## WORK TO BE COMPLETED
Could you duplicate, line for line, the items below, starting at the line that contains "like (21, 78)." and ending at the final line of the items, with both of those lines included? Leave the pictures out of your copy.

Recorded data
────────────────
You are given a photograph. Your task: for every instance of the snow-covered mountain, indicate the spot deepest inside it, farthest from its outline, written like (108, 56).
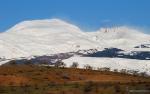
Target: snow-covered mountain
(53, 36)
(40, 37)
(121, 37)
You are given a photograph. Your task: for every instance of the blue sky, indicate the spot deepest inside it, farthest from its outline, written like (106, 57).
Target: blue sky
(87, 14)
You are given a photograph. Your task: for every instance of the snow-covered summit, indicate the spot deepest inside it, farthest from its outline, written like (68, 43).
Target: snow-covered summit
(40, 27)
(49, 36)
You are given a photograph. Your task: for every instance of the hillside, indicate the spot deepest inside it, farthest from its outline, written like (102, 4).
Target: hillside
(31, 79)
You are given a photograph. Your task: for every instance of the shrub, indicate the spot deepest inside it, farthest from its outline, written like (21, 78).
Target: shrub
(74, 65)
(88, 67)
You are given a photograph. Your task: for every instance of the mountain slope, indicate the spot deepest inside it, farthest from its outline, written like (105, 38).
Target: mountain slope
(122, 37)
(41, 37)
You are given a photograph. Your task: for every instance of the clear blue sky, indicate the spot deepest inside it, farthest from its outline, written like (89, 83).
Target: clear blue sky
(87, 14)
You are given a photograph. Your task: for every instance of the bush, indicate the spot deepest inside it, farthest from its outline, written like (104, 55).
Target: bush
(88, 67)
(74, 65)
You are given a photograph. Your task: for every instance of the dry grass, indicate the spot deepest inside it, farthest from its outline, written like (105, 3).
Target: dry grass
(33, 79)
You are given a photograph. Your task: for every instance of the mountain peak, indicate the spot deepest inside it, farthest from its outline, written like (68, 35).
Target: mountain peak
(42, 24)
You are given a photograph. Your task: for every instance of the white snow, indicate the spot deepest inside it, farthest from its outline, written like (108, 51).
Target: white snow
(113, 63)
(50, 36)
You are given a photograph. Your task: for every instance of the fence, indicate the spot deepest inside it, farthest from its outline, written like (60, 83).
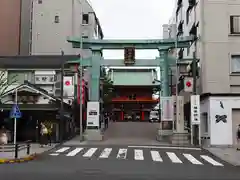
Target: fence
(16, 148)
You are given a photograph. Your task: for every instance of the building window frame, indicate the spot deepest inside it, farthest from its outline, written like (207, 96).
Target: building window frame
(85, 19)
(56, 19)
(235, 24)
(20, 76)
(235, 63)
────────────────
## WRITTEN ANSWER
You are given a photograph. Your task: for every instance of the shrub, indicate the spot deepest inside it, farthest from its outline, written like (21, 78).
Target: shrub
(74, 65)
(88, 67)
You are given a photograph. Your task: for every instance of the mountain slope, indicate the spot deepest inside it, farthest from its outline, written like (105, 38).
Target: mountain slope
(122, 37)
(41, 37)
You are given a photograph. Your task: for every instance of the clear blue sky, indicate the spot deepest inside it, farthest from its outline, written like (89, 83).
Target: clear blue sky
(87, 14)
You are given a photograph. Your task: for every instance of the bush, indicate the spot deepest inside it, farthest from its outline, written like (104, 55).
Target: bush
(88, 67)
(74, 65)
You are given a photograph. Your task: for every instance of the dry grass, indicate the spot deepest inside it, farthest from its outline, written like (105, 3).
Target: dry grass
(33, 79)
You are given a photograph. Your task: for every instance of the mountain peak, indicate the spot deepest inside it, farthest from its outline, written like (68, 35).
Target: mountain peak
(42, 24)
You are given a photograph. Your task: for every instance of the white snow, indicate the spot deepest inside it, farthest from its outline, written like (108, 51).
Target: white snow
(113, 63)
(50, 36)
You are given a photograph. Your task: for every instance of the fence, indicate the spot deepest inside it, farthest from its outline, written like (60, 83).
Target: fence
(16, 148)
You are given a photograph. Your task: for every instance of the building window frame, indicate the spot deepest inside it, farthest from its outline, written like (207, 96).
Target: building window frame
(85, 19)
(56, 19)
(235, 24)
(20, 76)
(235, 63)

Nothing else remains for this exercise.